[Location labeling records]
□ □ □ □ □

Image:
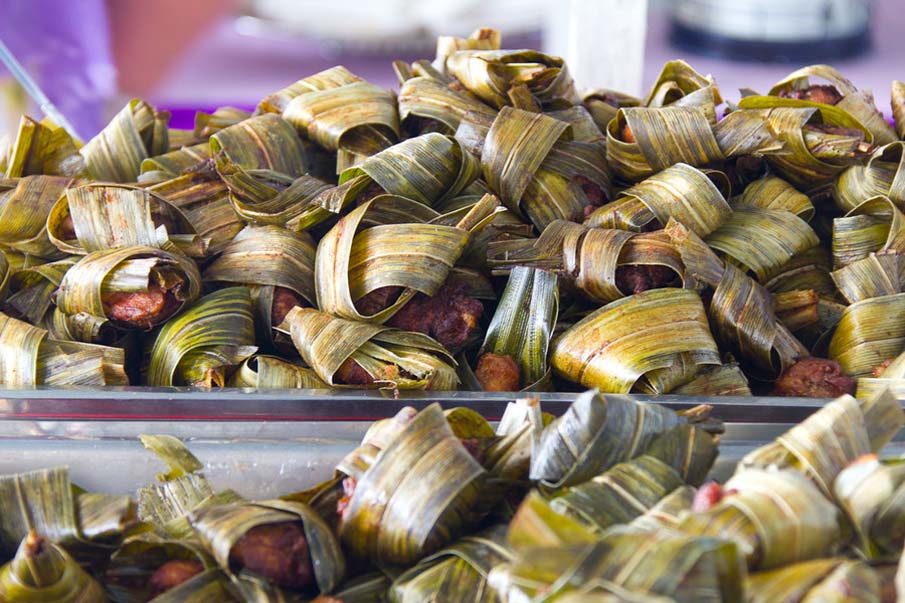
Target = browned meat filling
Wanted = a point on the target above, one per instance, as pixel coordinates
(825, 94)
(498, 373)
(284, 300)
(814, 378)
(638, 278)
(278, 552)
(173, 573)
(143, 310)
(450, 317)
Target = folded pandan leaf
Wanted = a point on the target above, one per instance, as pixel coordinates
(898, 107)
(422, 492)
(832, 580)
(775, 517)
(342, 112)
(677, 81)
(131, 287)
(174, 163)
(94, 217)
(628, 564)
(876, 275)
(390, 241)
(203, 345)
(222, 528)
(538, 167)
(809, 159)
(680, 192)
(271, 372)
(772, 192)
(583, 443)
(524, 323)
(208, 123)
(618, 346)
(882, 176)
(761, 240)
(662, 137)
(43, 148)
(47, 503)
(206, 204)
(874, 225)
(822, 445)
(857, 103)
(137, 132)
(493, 74)
(28, 357)
(483, 38)
(390, 357)
(42, 571)
(865, 336)
(427, 98)
(24, 210)
(457, 573)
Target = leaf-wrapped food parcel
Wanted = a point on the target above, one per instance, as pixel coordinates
(492, 74)
(284, 543)
(137, 132)
(359, 354)
(132, 287)
(622, 343)
(42, 571)
(776, 517)
(204, 344)
(422, 492)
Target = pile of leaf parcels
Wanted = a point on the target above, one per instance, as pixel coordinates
(486, 227)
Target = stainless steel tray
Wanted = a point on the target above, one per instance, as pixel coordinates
(269, 443)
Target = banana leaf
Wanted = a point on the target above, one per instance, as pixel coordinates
(826, 580)
(31, 290)
(457, 573)
(421, 493)
(390, 357)
(589, 438)
(643, 333)
(426, 98)
(676, 81)
(412, 251)
(524, 323)
(882, 176)
(29, 358)
(43, 148)
(619, 495)
(174, 163)
(874, 225)
(94, 217)
(137, 132)
(270, 372)
(98, 286)
(776, 517)
(876, 275)
(492, 74)
(772, 192)
(220, 528)
(859, 104)
(822, 445)
(871, 492)
(865, 336)
(43, 572)
(206, 204)
(680, 192)
(688, 569)
(898, 107)
(24, 211)
(203, 345)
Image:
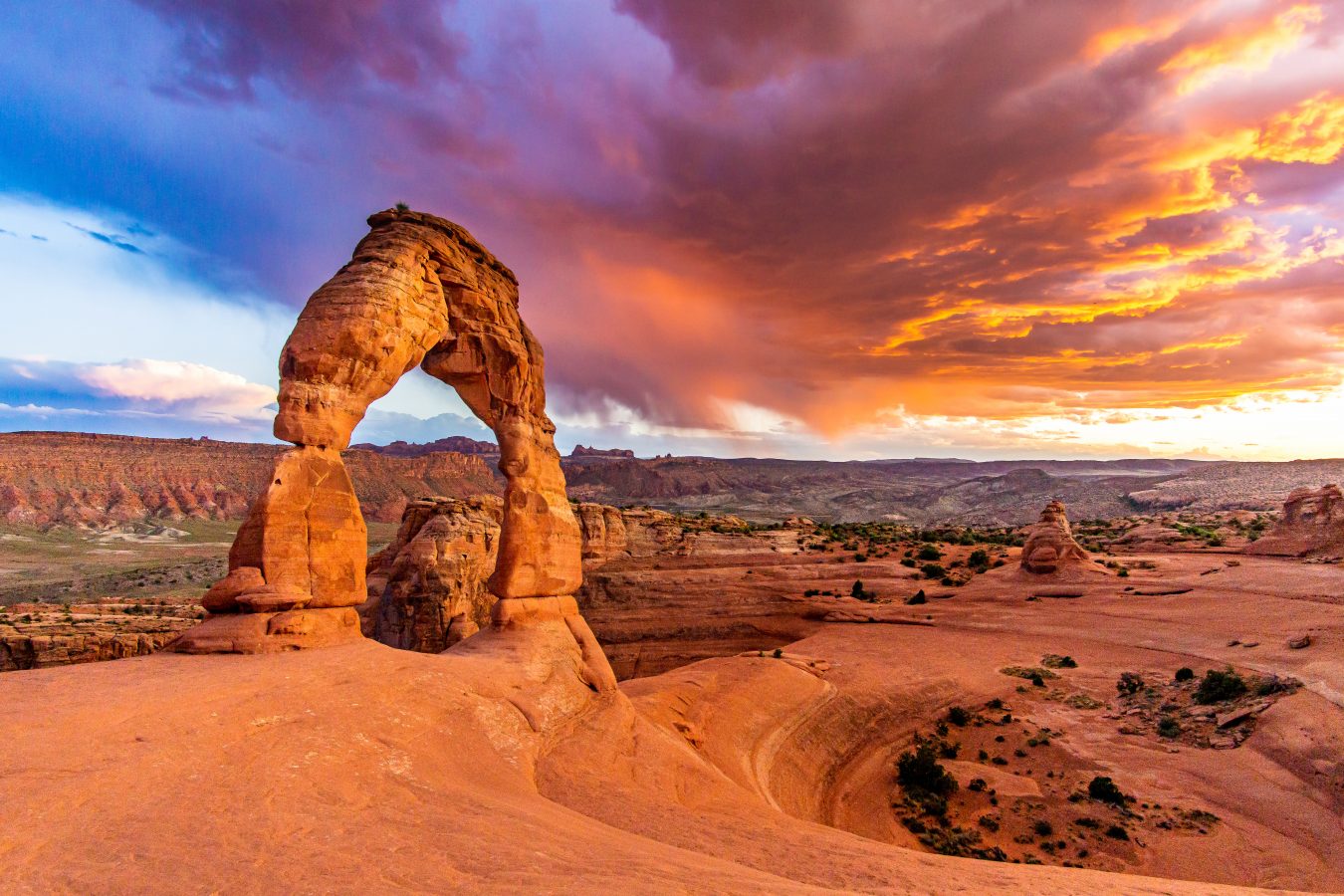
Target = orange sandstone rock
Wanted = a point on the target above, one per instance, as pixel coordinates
(1312, 524)
(1050, 547)
(417, 291)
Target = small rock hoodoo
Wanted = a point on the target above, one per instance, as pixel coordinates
(419, 291)
(1050, 547)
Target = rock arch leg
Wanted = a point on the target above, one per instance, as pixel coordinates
(418, 291)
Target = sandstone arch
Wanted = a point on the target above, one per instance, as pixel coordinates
(419, 291)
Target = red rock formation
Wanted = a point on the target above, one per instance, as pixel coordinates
(104, 480)
(1050, 547)
(457, 443)
(427, 587)
(580, 450)
(1312, 523)
(418, 291)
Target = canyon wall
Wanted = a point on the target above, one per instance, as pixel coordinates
(84, 479)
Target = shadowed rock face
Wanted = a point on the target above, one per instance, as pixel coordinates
(1312, 523)
(427, 585)
(418, 291)
(1050, 547)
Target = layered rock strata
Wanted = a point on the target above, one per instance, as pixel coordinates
(1312, 523)
(418, 291)
(427, 587)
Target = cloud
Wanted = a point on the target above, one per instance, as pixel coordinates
(323, 50)
(840, 214)
(110, 239)
(138, 396)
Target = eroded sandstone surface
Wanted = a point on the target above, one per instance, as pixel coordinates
(1050, 547)
(1312, 523)
(418, 291)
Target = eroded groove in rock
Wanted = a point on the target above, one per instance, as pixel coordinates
(418, 291)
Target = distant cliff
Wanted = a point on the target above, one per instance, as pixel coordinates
(99, 480)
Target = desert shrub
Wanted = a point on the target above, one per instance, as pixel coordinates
(1129, 684)
(1273, 684)
(918, 772)
(1102, 788)
(1220, 687)
(959, 841)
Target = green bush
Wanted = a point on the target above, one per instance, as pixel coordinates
(1102, 788)
(1220, 687)
(920, 773)
(1129, 684)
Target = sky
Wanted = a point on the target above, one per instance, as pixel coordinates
(855, 229)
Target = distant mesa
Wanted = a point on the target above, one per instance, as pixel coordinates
(1050, 547)
(579, 450)
(1312, 524)
(457, 443)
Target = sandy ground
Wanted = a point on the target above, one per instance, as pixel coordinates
(363, 769)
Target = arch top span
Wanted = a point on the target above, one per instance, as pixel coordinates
(418, 291)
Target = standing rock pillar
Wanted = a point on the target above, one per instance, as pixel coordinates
(419, 291)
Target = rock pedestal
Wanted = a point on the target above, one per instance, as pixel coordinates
(1312, 524)
(418, 291)
(1050, 547)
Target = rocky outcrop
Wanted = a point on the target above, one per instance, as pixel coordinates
(456, 443)
(1050, 547)
(20, 652)
(582, 450)
(427, 587)
(1312, 523)
(418, 291)
(78, 479)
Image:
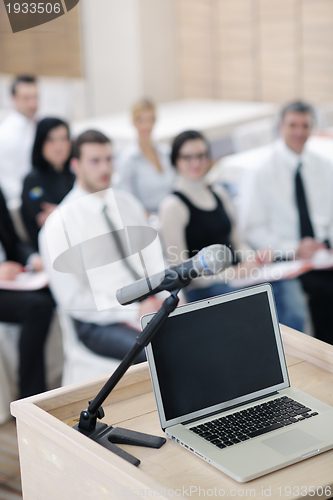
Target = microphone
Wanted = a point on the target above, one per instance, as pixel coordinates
(210, 260)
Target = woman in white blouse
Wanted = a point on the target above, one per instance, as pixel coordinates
(144, 168)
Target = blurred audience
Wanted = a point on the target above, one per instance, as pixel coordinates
(92, 209)
(197, 215)
(51, 179)
(17, 133)
(32, 310)
(144, 167)
(286, 203)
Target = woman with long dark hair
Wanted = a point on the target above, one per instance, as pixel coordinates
(51, 179)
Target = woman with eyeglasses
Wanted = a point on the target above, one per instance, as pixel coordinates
(51, 179)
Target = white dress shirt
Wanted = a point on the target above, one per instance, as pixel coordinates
(17, 135)
(268, 212)
(137, 175)
(84, 282)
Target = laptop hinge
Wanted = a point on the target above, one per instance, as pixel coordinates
(230, 408)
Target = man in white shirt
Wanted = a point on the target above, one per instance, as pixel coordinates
(287, 204)
(83, 245)
(17, 134)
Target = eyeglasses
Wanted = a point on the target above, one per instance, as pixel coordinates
(199, 157)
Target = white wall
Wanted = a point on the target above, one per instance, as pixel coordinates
(129, 51)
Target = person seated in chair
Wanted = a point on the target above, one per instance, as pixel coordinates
(32, 310)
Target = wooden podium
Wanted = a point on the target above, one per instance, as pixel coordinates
(58, 463)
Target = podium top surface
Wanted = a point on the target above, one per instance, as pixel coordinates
(58, 462)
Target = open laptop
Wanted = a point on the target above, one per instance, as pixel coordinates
(222, 389)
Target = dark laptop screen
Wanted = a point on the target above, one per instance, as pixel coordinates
(216, 354)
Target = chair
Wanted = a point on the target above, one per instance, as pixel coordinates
(80, 362)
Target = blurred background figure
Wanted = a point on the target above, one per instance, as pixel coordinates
(144, 167)
(196, 215)
(51, 179)
(32, 310)
(17, 132)
(286, 203)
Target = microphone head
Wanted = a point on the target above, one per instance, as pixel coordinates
(214, 259)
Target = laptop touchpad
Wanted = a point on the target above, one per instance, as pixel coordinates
(291, 442)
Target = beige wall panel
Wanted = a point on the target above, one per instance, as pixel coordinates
(317, 94)
(236, 67)
(159, 49)
(194, 43)
(278, 37)
(318, 36)
(193, 91)
(319, 68)
(235, 93)
(193, 12)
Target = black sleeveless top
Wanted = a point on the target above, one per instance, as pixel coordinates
(206, 227)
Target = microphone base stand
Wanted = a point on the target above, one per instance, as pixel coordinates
(109, 436)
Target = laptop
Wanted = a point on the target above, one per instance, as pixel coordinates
(222, 388)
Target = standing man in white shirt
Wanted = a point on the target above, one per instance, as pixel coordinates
(83, 245)
(287, 204)
(17, 133)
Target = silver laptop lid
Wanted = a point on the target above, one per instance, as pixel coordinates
(215, 354)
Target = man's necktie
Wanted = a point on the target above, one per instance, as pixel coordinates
(305, 224)
(120, 246)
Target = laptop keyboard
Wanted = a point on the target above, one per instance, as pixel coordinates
(253, 422)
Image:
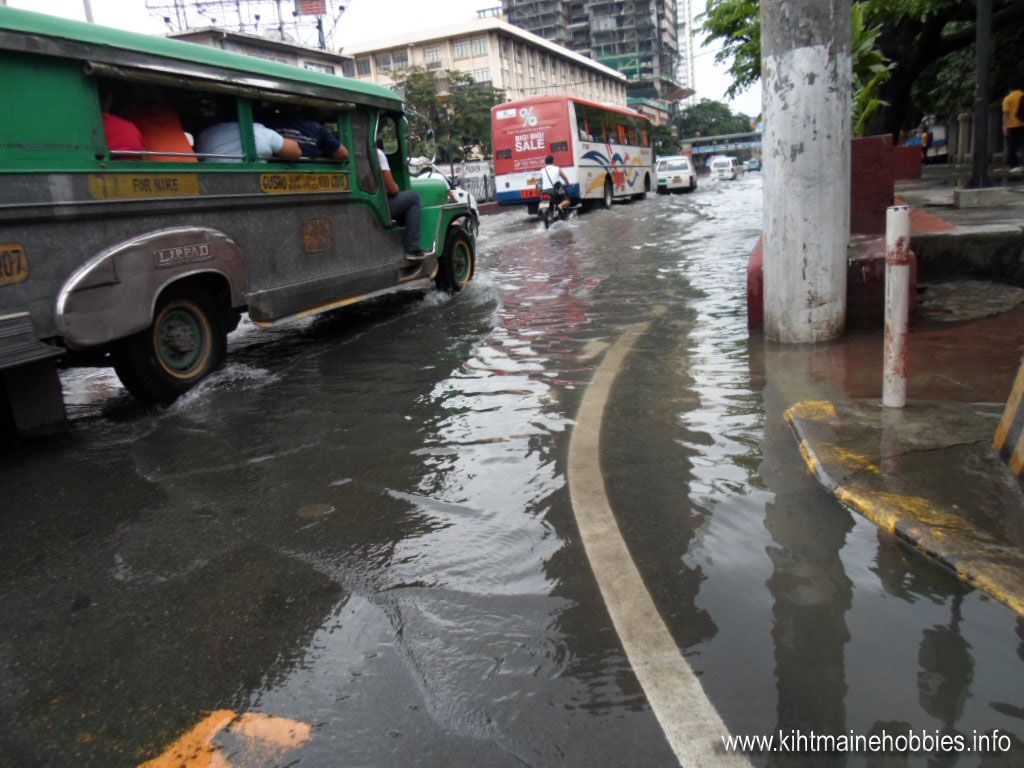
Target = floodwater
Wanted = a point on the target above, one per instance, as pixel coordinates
(363, 523)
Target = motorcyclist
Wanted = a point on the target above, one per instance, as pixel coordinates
(554, 183)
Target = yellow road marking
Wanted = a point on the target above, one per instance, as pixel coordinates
(1010, 412)
(262, 740)
(812, 411)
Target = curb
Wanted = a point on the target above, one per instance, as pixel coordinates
(937, 530)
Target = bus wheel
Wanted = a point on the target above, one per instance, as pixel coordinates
(185, 343)
(457, 263)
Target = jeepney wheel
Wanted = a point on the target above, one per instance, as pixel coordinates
(185, 343)
(457, 262)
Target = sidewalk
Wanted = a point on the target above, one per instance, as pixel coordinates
(929, 473)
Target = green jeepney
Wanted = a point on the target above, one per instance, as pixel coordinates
(145, 260)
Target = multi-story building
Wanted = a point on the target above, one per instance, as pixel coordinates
(685, 73)
(640, 38)
(492, 51)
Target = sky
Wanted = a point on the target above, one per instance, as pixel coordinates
(370, 19)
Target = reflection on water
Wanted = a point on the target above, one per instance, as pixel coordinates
(363, 523)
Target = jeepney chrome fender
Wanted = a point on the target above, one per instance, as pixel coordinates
(114, 294)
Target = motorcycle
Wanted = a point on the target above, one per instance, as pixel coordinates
(424, 168)
(552, 212)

□ □ □ □ □

§ **Problem**: Beginning with the line that contains "Target = motorcyclist", repeat every line through the end of the records and nothing more.

§ **Response to the task**:
Target = motorcyclist
Wanted = a point on the target above, one per instance, as pixel coordinates
(554, 183)
Target = yellow road marking
Wanted = a point on the target above, one per instance, as pixel coordinates
(1010, 412)
(262, 740)
(812, 411)
Target = curb
Wanted = a point on the target above, one per instance, as pixel coordinates
(937, 530)
Target = bus wheel
Wanted = a point on the target above, one per instance, as pixel coordinates
(185, 343)
(457, 263)
Target = jeepney wheel
Wanted = a point on the target above, one per instance, as pixel coordinates
(185, 343)
(457, 262)
Target = sidewalk
Wanted = a point on the target above, one per instance, as pixel coordinates
(929, 473)
Target = green jeepney
Wanted = a point on the target above, one per instance, as pixel coordinates
(145, 260)
Target = multi-story building
Wanted = a point on the target above, one per instance, as pixel coordinates
(685, 73)
(640, 38)
(492, 51)
Target = sky
Wanted = a point on the target above, one per instance, as pixel coordinates
(370, 19)
Target = reflection on water
Wanted = a point on the target above, one per instance, as pixel coordinates
(363, 523)
Target = jeepney chrome fender
Wanted = a point on the target above, one per instance, as pixel coordinates
(114, 294)
Target = motorcycle
Wanted = a point on the target above, one per instance, as pixel coordinates
(424, 168)
(552, 212)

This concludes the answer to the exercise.